## WHAT THE TASK ASKS
Counting the lines of the listing below, how many contain the string "path"? Answer with the number only.

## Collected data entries
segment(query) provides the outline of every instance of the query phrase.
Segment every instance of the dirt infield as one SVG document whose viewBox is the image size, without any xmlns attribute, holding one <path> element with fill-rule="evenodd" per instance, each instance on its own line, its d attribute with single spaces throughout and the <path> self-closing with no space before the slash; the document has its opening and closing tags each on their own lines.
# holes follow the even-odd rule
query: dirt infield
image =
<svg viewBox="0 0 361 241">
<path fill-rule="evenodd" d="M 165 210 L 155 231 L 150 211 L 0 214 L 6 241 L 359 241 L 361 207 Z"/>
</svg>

## FULL SOLUTION
2